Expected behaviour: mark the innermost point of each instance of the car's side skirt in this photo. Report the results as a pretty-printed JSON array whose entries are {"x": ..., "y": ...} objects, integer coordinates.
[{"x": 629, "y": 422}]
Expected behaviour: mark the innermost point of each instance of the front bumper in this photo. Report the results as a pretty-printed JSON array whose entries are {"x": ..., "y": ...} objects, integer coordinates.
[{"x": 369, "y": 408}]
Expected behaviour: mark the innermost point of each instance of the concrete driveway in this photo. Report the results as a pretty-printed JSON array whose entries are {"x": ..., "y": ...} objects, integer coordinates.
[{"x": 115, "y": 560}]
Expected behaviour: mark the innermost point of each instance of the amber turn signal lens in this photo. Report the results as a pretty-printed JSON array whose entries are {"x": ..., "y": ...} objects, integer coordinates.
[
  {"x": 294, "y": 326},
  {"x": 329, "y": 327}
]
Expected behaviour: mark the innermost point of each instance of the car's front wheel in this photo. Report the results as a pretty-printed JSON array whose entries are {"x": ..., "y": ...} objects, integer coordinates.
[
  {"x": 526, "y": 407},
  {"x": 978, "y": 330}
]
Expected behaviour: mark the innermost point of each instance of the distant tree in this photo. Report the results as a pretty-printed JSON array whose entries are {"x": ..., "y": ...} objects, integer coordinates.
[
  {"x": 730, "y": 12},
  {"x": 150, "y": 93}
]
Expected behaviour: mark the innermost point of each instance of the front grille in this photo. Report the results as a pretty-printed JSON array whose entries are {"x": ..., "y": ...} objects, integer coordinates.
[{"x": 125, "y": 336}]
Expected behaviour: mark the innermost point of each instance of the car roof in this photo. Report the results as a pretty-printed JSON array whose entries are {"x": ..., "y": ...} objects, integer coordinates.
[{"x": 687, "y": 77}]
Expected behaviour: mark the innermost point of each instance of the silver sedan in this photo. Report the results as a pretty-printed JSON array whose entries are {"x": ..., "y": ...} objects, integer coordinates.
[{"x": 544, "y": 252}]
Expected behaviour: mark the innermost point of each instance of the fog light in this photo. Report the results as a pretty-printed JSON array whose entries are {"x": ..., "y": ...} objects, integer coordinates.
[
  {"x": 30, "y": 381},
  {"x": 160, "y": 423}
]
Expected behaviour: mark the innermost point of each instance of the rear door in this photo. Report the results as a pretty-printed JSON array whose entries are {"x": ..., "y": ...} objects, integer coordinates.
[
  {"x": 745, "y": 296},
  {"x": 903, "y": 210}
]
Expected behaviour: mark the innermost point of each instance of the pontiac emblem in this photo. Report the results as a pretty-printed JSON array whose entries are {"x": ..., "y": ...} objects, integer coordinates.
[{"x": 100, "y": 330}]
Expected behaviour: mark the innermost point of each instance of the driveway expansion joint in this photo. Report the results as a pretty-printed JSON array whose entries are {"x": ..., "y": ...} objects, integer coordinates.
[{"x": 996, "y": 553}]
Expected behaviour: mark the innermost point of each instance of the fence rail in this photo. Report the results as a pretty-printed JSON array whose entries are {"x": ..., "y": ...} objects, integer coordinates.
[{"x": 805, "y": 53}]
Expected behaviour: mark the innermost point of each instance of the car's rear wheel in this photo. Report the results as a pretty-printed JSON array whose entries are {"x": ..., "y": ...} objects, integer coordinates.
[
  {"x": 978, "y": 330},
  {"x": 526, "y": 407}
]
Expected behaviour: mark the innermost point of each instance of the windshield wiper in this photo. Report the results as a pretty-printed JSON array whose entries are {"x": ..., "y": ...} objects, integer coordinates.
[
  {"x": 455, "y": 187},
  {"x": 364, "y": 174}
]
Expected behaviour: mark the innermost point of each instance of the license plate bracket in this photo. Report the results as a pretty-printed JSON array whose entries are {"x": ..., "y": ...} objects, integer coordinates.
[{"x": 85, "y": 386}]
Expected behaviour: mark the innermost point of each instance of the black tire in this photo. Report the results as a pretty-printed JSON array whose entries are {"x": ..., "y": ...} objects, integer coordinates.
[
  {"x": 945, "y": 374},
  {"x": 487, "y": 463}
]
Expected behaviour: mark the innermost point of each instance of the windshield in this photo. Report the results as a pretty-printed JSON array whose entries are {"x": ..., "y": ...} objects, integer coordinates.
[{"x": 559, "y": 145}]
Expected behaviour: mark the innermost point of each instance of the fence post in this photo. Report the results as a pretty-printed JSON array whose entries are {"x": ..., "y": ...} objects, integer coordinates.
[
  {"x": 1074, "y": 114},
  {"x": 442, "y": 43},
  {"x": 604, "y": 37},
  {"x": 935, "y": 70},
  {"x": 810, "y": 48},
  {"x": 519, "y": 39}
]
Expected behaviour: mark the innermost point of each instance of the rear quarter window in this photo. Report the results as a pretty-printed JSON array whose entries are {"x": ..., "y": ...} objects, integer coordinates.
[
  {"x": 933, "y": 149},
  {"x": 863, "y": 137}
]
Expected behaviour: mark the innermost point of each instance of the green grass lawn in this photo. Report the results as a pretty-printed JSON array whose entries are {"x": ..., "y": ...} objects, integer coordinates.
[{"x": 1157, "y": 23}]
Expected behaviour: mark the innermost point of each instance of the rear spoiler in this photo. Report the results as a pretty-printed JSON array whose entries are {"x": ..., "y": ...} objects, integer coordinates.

========================================

## What the task asks
Without changing a word, restate the whole listing.

## Output for this exercise
Expected behaviour: mark the innermost point of each instance of the car's side skirt in this photo. Report the results as a pretty-printed JSON array whose entries are {"x": ..., "y": ...} objects, integer coordinates.
[{"x": 629, "y": 422}]
Expected behaviour: mark the innermost point of each instance of the front bumper in this photo. Report the results as a pretty-printed JSON array whose entries are {"x": ..., "y": ...} objects, integer coordinates.
[{"x": 369, "y": 408}]
Expected behaviour: mark the innermost point of each instance of the concrete driveway in this photo. Report the results as a pretty-printed JSON array whose entries are {"x": ..., "y": ...} objects, integer coordinates.
[{"x": 115, "y": 560}]
Expected behaviour: mark the innermost point of each instance of the amber turn signal lens in this photo. Report the results as a pretty-printed JSON array whose entries are {"x": ..., "y": ...} objects, integer coordinates.
[
  {"x": 294, "y": 326},
  {"x": 329, "y": 327}
]
Expected behaviour: mark the innermost point of each instance of the car's front wheel in this photo. Report the results as a pretty-printed JSON array whose entries are {"x": ..., "y": ...} objects, integer coordinates.
[
  {"x": 526, "y": 407},
  {"x": 978, "y": 330}
]
Expected behaviour: mark the innermost point of each instance of the distant tree in this photo. Report the results as a pretty-printed JSON array whose entries are {"x": ..., "y": ...} objects, integer coordinates.
[
  {"x": 730, "y": 12},
  {"x": 150, "y": 93}
]
Expected behaviour: mark the innermost point of each instance of the front grille in this photo. Report the results as a pretty-printed JSON array whose entries are {"x": ..., "y": ...} objects, integer coordinates.
[{"x": 125, "y": 336}]
Expected behaviour: mark the innermost point of each instance of the car roof in this photo. Report the results as a pretty-printed JSON array whose entries are {"x": ..., "y": ...} objects, integer coordinates.
[{"x": 687, "y": 77}]
Expected behaviour: mark the innermost point of each instance of the silver sedan in this photo. Report the results as a pretty-printed JSON array whose entries are {"x": ..., "y": ...} objects, integer coordinates.
[{"x": 544, "y": 252}]
Expected behaviour: mark the innermost point of each instance of the fog light in this photo. Report the results as a pretty-printed JSON array whose entries are {"x": ..., "y": ...} objects, integer coordinates.
[
  {"x": 30, "y": 381},
  {"x": 160, "y": 423}
]
Expected behaviour: mark the innermost point of each instance of the rear door in this photo. Report the results as a pretty-printed JSON array whose entries are {"x": ..., "y": ...} objects, integer coordinates.
[
  {"x": 745, "y": 296},
  {"x": 903, "y": 210}
]
Expected behaviour: mark the innermost point of each instance of the pontiac emblem in this photo. Report the results as a pretty-printed JSON array whose entries are {"x": ..., "y": ...} objects, integer coordinates.
[{"x": 100, "y": 330}]
Expected behaviour: mark the innermost point of each instance of the driveway expansion joint in this photo. Report the results as a pretty-printed JSON array whose entries are {"x": ..., "y": ...} objects, integer coordinates.
[{"x": 996, "y": 553}]
Expected behaviour: mark the innermost point of each instance of the fence rail in this photo. Report the results as a pretty-printed JSON array whose entries are {"x": ..., "y": ...} objects, integer coordinates.
[{"x": 805, "y": 53}]
Expected behaviour: mark the innermost point of each instance of the car's rear wheel in this photo. Report the results as a pretty-printed JSON array whose entries are {"x": ..., "y": ...} objects, integer coordinates.
[
  {"x": 978, "y": 330},
  {"x": 526, "y": 407}
]
Expected behaviour: mark the innermost point of each instance of the windshield wiper in this photo. Report the results as a pretty-printed JSON array whose entries are {"x": ..., "y": ...} objects, integer coordinates.
[
  {"x": 455, "y": 187},
  {"x": 364, "y": 174}
]
Expected behaviour: mark the innermost point of each instance of the license plate bracket in this photo. Report the results as a pretty-printed JSON array whose entries are {"x": ..., "y": ...} objects, integer coordinates.
[{"x": 85, "y": 386}]
Expected behaviour: mark the innermost point of each instance of the black tire in this photo. Report the results as a pretty-printed JSON array whose entries are {"x": ..., "y": ...} objects, integer coordinates.
[
  {"x": 945, "y": 374},
  {"x": 487, "y": 463}
]
Expected behaviour: mark the innermost point of each instance of the windshield in this photo. Report the results as a pretty-printed JSON array whose entries are {"x": ..., "y": ...} objects, integer coordinates.
[{"x": 559, "y": 145}]
Expected behaviour: mark the innermost point of each instance of the fence post in this photo. Report the results as a pretty-printed JSON array whose entries are {"x": ..., "y": ...} objects, integer coordinates.
[
  {"x": 1074, "y": 114},
  {"x": 442, "y": 43},
  {"x": 604, "y": 37},
  {"x": 935, "y": 70},
  {"x": 810, "y": 48},
  {"x": 519, "y": 39}
]
Expected behaviour: mark the innermost point of each instance of the rear quarter window in this photo. Report the results as a pretty-printed JSON array whose entries are {"x": ..., "y": ...} objects, integer coordinates.
[
  {"x": 933, "y": 149},
  {"x": 863, "y": 137}
]
Expected behaviour: mark the innermost point of each instance of the green grass lawn in this photo. Report the results as a pretty-printed JSON array whose entries are {"x": ..., "y": ...} objects, integer coordinates.
[{"x": 1157, "y": 23}]
Expected behaviour: mark the innermost point of each instance of the rear spoiler in this photo. Report the results as a pretty-printed JSON array whose entries are {"x": ..., "y": ...} objects, integer coordinates.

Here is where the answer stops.